■ Task prompt: Print every entry below exactly, leaving out the pictures.

■ Recorded data:
● ● ● ●

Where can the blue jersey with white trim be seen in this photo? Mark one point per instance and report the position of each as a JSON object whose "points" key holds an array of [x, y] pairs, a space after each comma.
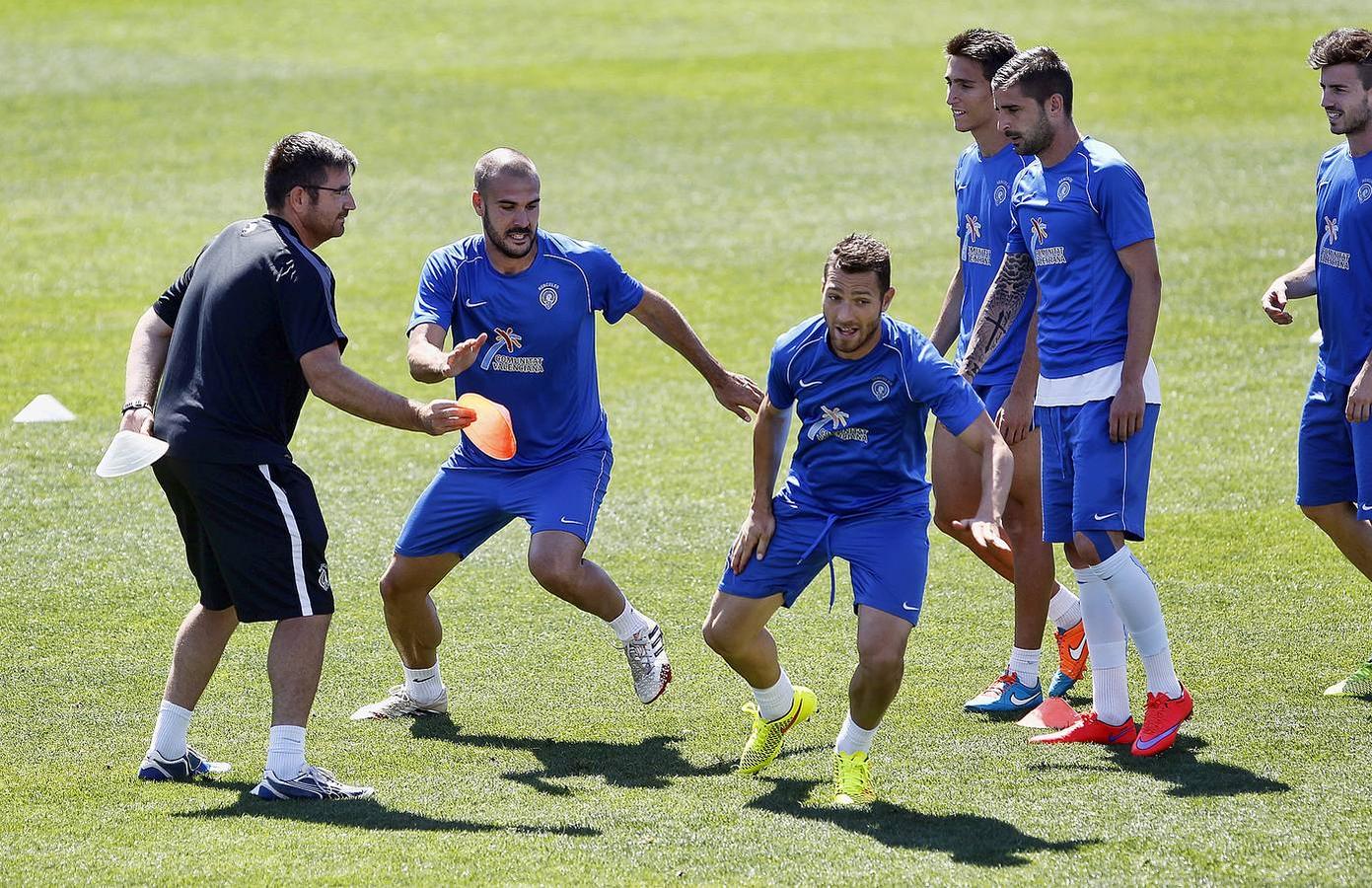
{"points": [[862, 423], [1343, 262], [981, 191], [540, 353], [1073, 218]]}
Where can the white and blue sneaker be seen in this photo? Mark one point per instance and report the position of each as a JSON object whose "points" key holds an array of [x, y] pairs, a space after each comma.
{"points": [[186, 768], [1006, 695], [312, 782]]}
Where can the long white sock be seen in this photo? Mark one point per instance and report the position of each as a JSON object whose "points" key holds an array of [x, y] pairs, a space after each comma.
{"points": [[286, 751], [1025, 664], [423, 685], [169, 733], [628, 624], [852, 739], [774, 702], [1136, 600], [1063, 608], [1106, 638]]}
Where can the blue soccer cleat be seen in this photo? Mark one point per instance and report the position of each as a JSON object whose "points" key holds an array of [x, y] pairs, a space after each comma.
{"points": [[188, 766], [313, 782], [1006, 695]]}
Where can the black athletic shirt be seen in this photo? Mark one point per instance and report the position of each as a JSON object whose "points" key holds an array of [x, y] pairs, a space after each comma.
{"points": [[242, 316]]}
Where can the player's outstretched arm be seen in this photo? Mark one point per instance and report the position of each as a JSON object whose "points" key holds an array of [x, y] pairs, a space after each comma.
{"points": [[430, 362], [1295, 284], [950, 315], [768, 444], [997, 466], [1140, 263], [143, 371], [1003, 301], [736, 392], [353, 393]]}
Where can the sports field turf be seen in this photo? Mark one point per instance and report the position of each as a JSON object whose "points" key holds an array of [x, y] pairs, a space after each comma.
{"points": [[719, 150]]}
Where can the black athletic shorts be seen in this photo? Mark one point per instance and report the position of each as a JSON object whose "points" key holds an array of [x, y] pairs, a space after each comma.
{"points": [[254, 537]]}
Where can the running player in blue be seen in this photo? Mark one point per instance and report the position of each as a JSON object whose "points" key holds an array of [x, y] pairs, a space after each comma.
{"points": [[522, 306], [863, 386], [1334, 478], [1006, 385], [1081, 225]]}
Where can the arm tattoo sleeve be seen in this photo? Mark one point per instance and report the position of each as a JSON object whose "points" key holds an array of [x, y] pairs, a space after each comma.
{"points": [[1003, 302]]}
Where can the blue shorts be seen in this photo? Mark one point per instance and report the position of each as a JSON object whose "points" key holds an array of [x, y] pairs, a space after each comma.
{"points": [[1334, 460], [1090, 481], [887, 554], [464, 506]]}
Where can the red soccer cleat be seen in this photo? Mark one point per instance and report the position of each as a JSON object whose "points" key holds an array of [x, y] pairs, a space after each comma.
{"points": [[1161, 722], [1091, 729]]}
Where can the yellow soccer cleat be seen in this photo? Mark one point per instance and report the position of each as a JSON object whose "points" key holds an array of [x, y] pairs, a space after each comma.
{"points": [[852, 778], [764, 741]]}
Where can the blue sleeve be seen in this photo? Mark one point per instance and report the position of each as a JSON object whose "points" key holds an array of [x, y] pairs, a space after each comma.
{"points": [[1122, 204], [779, 392], [306, 308], [614, 291], [936, 383], [438, 288]]}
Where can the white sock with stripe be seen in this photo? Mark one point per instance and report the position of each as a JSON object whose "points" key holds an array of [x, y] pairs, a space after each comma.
{"points": [[774, 702], [286, 751], [169, 733]]}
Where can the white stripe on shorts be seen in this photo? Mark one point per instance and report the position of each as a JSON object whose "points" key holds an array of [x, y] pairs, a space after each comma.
{"points": [[297, 548]]}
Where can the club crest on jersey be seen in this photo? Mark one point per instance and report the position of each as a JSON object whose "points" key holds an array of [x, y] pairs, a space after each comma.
{"points": [[504, 343]]}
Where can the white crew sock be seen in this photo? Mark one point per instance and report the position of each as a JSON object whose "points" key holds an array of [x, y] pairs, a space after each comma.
{"points": [[628, 624], [852, 739], [286, 751], [423, 685], [1063, 608], [774, 702], [1106, 638], [1136, 600], [169, 732], [1025, 664]]}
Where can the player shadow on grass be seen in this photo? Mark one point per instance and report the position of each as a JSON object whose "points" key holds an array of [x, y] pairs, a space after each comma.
{"points": [[1190, 776], [651, 764], [360, 813], [965, 838]]}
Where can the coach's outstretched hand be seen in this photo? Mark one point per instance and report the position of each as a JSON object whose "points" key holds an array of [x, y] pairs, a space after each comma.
{"points": [[754, 537], [739, 394], [439, 417]]}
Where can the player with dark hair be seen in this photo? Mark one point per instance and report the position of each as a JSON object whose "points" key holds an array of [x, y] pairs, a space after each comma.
{"points": [[863, 386], [1080, 223], [1006, 385], [238, 343], [1334, 477], [522, 306]]}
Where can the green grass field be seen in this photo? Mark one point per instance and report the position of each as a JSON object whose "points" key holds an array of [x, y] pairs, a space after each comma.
{"points": [[719, 148]]}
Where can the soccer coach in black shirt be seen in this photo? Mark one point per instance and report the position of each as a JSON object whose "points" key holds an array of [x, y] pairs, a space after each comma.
{"points": [[238, 342]]}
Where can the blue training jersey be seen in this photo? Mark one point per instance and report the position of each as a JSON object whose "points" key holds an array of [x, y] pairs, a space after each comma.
{"points": [[1073, 218], [540, 353], [981, 192], [1343, 262], [862, 423]]}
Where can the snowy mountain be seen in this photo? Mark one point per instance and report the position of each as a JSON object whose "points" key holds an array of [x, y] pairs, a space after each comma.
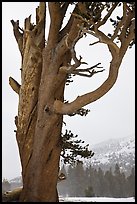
{"points": [[107, 154], [110, 152]]}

● ● ● ●

■ Response:
Where can the blue jersey with white trim be seen in this photo? Mark one point per instance and report the position of each as a JSON object whose "points" key holds an array of [x, y] pairs, a space after each comma.
{"points": [[862, 423], [1343, 262], [981, 191], [540, 353], [1073, 218]]}
Where can the white and blue sneaker be seen in this photo? Mark one point per instance and report the position of each as a JSON object whose "points" key holds an array of [x, y] pairs, a space after each comma.
{"points": [[186, 768], [1006, 695], [312, 782]]}
Where can the long white sock be seen in this photo? Mark one point per instance and report the position of each as a JSON object whose "points" key holds an array of [x, y] pairs, a space after each comma.
{"points": [[286, 751], [1025, 664], [423, 685], [169, 733], [628, 624], [852, 739], [774, 702], [1136, 600], [1063, 608], [1106, 638]]}
Where can the blue soccer cleat be seen in this photo? Mark one point per instance and report the position of each as a JSON object whose "points" key holds an array of [x, y] pairs, a space after each comma.
{"points": [[188, 766], [313, 782], [1006, 695]]}
Where can the black athletic shirt be seen in this photo? Mark one point per instance and report the position of each as a JSON object whose "points" key holds an array of [x, y] pairs, a space after each comma.
{"points": [[242, 316]]}
Where can the player's outstretched arm be seen in this photo? Mark one point per instance and report the position of each as a JSON object whose "points" key holds an array of [x, y] pairs, a space after each comma.
{"points": [[430, 362], [1295, 284], [950, 315], [768, 444], [997, 466], [1140, 263], [143, 371], [1003, 301], [736, 392], [353, 393]]}
Where can the sports field turf be seen in this photo? Mark one point per instance and report the position of each as a JSON object whose "points" key holds an array of [x, y] pairs, a space after each comma.
{"points": [[719, 150]]}
Where can the black athletic shorts be seen in this photo? Mark one point per instance and report the position of each as a JSON object whose "points" key holds an array of [x, y] pairs, a space after each comma.
{"points": [[254, 537]]}
Where can the running player in blue be seen in this photo? Mark one point per instance and report the position of each as a JSON object whose "points" key holds an array of [x, y] pairs, a space after each comma.
{"points": [[522, 306], [863, 386], [1334, 478], [1006, 385], [1081, 225]]}
Where can the arm tattoo sleeve be seen in this photo? Mark one point per instance and report the position of each as a JSON object whose "points" key holds an array of [x, y] pairs, a space after each comma.
{"points": [[1003, 302]]}
Where can the blue shorts be seen in this photo? Mark one point per instance and report the position of each as a JSON object whose "points" key holds an array of [x, y] pairs, a space after each comma.
{"points": [[1334, 460], [1090, 481], [887, 554], [464, 506]]}
Where can the red soccer cleat be seen in this photo? Mark one point per instance and report the position of each as a JSON object whose "points" key holds an array of [x, y] pairs, a space after each comma.
{"points": [[1161, 722], [1091, 729]]}
Where can the yellow soccer cleat be seen in this photo? Mark one point per instance and report the position of each as a JSON object whose "points" key holds an array of [x, y] pairs, a space after each comma.
{"points": [[852, 778], [764, 741]]}
Where can the blue sleeve be seen in this photo? Mark one point per instance and report the position of each as a JSON object whose "points" key holds an array of [x, y] pairs, a space after each comma.
{"points": [[1122, 204], [779, 392], [306, 308], [614, 291], [936, 383], [438, 288]]}
Where can the white sock with stripe be seen in this photo? Mark one point per instance and report the position of each as a JSON object whose "points" key holds an array of [x, y] pairs, a space after each comma.
{"points": [[774, 702], [286, 751], [169, 733]]}
Where can the white stripe on shorts be seen in this photo? Mark one point per instance and report the position of each as a JSON object whose "points" key holds an array of [x, y] pairs, a space after each comma.
{"points": [[297, 548]]}
Where can the club crest on jersey be seen in this photo? Mark one point per instance and report the position of each as a JSON object whose "points" key holds an array of [x, y] pairs, a space after each comma.
{"points": [[504, 343]]}
Where can the white crew sock be seen in this photo? Mark one point per instance and report the position of each as a JSON object whose "points" key holds an array of [x, y] pairs, a space after each comma.
{"points": [[628, 624], [852, 739], [286, 751], [423, 685], [1063, 608], [774, 702], [1106, 638], [1136, 600], [169, 732], [1025, 664]]}
Where can the player shadow on grass be seen in this photo? Mark one point per instance and report the position of each as a JSON object whose "points" key holds an array of [x, y] pairs, a space after each comma.
{"points": [[1190, 776], [651, 764], [360, 813], [965, 838]]}
Where can the coach's outstretched hand be seen in this photo? Mark one point per instance and report the position of each as a JSON object whose "points" key holds an array of [x, y] pairs, a space after each comma.
{"points": [[754, 537], [739, 394], [439, 417]]}
Where can the player with dark hair be seen in this photo? Mark one point per instance and report the position of each as a JSON object whose "points" key holds an array of [x, y] pairs, a space after each comma.
{"points": [[863, 386], [1080, 223], [1006, 385], [238, 343], [1334, 477], [522, 306]]}
Where can the green grass field be seen in this photo? Mark one point per instance and report the position of each as a JSON object whose "points" key holds an array of [x, y] pairs, a space after each comma.
{"points": [[719, 148]]}
Where can the soccer coach in black shirt be seen in this photo? Mark one point per instance and report the position of each as a JSON object whose "points" key holds an array of [x, y] pairs, a space after each comma.
{"points": [[238, 342]]}
Where can the blue training jersey be seen in this photo? Mark one point per instance and report the position of each as a JSON object whose "points" key holds an array of [x, y] pairs, a space after each comma.
{"points": [[1073, 218], [540, 353], [981, 192], [1343, 262], [862, 423]]}
Where can the snowy mountain be seen in this photo? Mark one point per instance and report the position of each as a JSON object whose "points" key holds an array of [x, y] pairs, a space after each comma.
{"points": [[107, 154], [110, 152]]}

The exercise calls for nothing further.